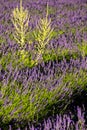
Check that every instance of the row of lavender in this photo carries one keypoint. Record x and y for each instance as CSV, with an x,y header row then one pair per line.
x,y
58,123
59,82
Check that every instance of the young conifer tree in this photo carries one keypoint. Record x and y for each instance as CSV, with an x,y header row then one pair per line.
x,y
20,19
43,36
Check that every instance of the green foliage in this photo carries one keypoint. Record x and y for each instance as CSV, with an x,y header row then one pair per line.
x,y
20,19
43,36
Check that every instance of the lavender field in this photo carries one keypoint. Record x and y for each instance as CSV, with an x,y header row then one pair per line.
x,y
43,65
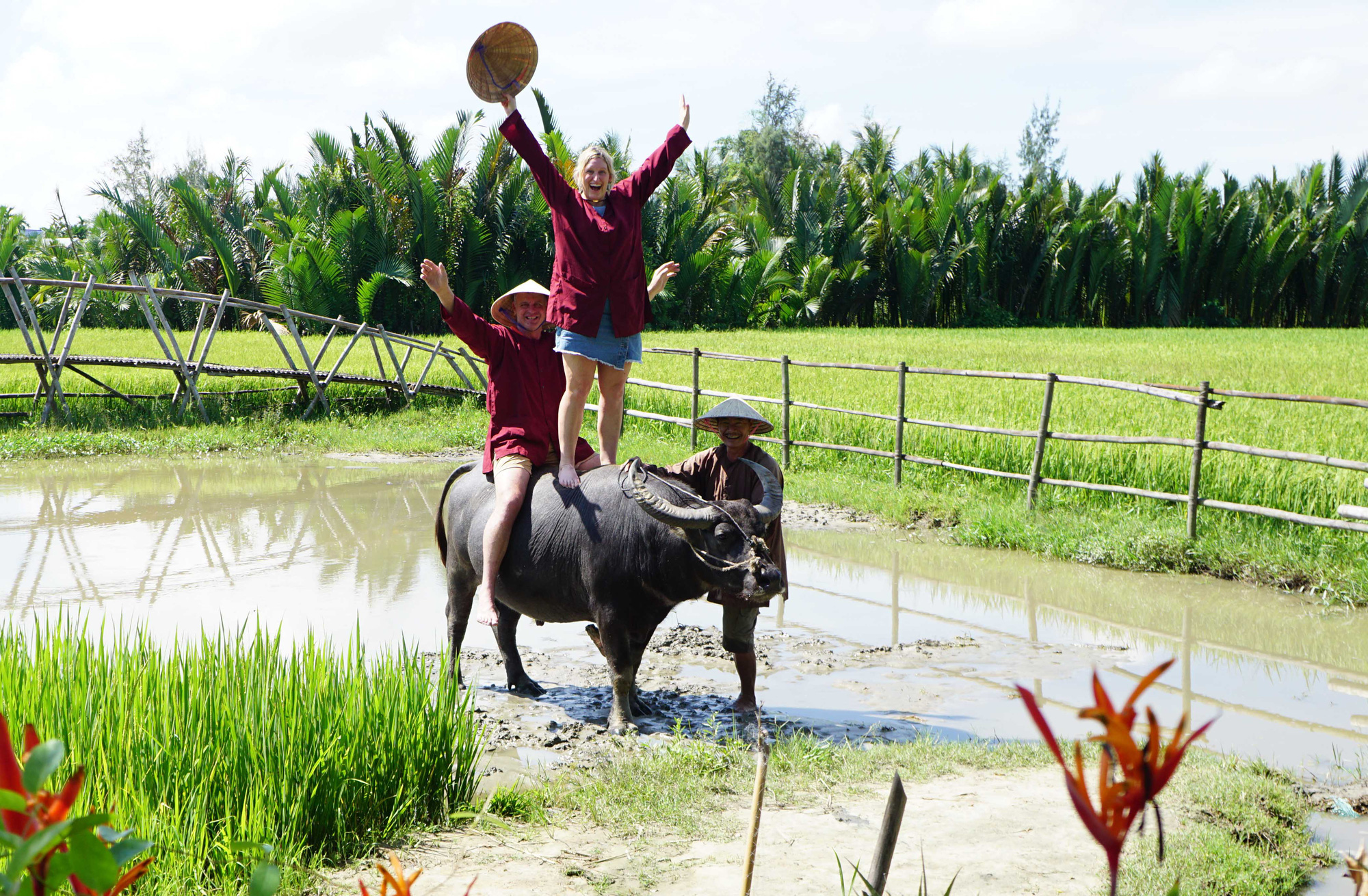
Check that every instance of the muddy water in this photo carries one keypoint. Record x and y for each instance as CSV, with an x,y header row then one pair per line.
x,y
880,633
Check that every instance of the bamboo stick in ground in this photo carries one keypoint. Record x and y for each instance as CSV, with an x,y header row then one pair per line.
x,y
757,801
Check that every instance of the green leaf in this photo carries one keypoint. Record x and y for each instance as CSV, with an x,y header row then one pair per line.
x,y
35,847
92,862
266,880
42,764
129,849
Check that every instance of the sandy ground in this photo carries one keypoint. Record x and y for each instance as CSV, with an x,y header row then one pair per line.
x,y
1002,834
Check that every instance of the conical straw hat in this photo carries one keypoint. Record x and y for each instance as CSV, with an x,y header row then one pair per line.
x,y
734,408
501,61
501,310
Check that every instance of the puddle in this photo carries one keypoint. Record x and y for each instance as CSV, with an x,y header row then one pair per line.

Exercise:
All lines from the one with "Check that every instance of the sandy" through the final line above are to be quoted exactly; quote no other line.

Answer below:
Check that every instance of the sandy ground in this photo carries one keypoint. Record x and y for each instance as CSV, with an x,y header row then one pair per line.
x,y
1002,834
Check that every instance of the conical straw hat in this photo carries one keypoint. Record x and y for each instance as CSV, with an x,y header row then one pair per line.
x,y
734,408
501,61
501,310
Check that every instance of the puddle in this photo carries one keypoint. Record x and y for each instance as CSV, with an x,y header row then one pair per line.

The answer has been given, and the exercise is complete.